> _Aim of the task_: Give the number of lines in the data that hold the word "orange", and nothing else.

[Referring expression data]
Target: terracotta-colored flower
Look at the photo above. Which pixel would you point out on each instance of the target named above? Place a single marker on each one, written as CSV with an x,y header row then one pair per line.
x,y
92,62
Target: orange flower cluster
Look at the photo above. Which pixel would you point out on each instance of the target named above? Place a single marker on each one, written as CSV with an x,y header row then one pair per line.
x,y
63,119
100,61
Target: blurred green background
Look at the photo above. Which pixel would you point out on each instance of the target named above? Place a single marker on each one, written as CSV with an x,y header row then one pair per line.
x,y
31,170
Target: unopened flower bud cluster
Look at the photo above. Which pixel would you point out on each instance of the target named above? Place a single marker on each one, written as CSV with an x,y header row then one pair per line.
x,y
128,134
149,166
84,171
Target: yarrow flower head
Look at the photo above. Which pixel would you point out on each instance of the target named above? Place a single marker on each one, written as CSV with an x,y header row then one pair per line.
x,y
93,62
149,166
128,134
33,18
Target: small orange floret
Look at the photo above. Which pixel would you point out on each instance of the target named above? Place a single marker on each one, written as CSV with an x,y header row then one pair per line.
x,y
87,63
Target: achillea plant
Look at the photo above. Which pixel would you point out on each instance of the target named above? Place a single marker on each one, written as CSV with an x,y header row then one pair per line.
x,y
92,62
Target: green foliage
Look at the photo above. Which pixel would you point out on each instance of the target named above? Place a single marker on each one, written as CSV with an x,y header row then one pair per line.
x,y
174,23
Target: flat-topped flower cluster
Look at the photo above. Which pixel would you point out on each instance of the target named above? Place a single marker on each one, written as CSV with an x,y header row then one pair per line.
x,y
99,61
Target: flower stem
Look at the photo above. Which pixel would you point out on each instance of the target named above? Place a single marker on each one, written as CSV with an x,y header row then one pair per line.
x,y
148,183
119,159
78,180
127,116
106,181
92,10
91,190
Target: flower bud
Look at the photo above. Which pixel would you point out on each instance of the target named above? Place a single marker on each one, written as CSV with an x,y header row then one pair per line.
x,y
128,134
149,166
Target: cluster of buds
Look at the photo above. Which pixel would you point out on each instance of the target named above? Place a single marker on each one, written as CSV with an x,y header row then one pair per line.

> _Result for this task_: 2